Stated task: In the items below, list every line that contains the word "green". Matches are case-sensitive.

Exercise inputs:
-------------------------

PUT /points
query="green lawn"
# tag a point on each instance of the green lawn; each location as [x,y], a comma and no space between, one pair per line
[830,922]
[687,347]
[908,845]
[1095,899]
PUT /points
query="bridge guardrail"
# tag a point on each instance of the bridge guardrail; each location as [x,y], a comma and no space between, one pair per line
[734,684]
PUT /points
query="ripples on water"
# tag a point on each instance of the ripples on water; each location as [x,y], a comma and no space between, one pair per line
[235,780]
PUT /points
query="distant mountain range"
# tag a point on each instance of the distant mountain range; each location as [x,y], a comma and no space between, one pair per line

-------------------------

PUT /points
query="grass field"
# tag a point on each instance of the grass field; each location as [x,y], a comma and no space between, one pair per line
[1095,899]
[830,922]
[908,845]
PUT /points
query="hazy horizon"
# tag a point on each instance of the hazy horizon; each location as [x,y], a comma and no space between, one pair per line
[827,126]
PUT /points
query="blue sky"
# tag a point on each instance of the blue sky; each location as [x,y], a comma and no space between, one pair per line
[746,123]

-------------------------

Complete response:
query="green lawn"
# tag a point on each instance of the green lawn; each location as [x,y], a comma and no space between, one pair per line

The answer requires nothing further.